** Begin Records supplied **
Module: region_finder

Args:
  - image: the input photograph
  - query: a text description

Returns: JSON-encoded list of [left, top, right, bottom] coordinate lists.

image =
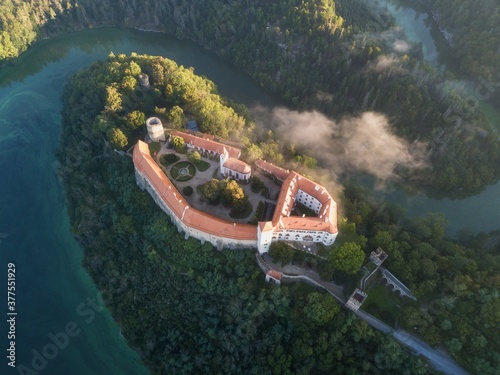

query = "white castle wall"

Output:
** End Records supplied **
** Begin Records supplied **
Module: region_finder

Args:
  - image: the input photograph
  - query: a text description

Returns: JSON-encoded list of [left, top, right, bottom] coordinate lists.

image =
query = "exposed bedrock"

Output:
** End Records supplied **
## Goal of the exercise
Pick out each line in the records above that contains the word "query", and copy those lines.

## Result of the exercise
  - query: a text description
query = "white castle wall"
  - query: a text description
query = "exposed bedrock"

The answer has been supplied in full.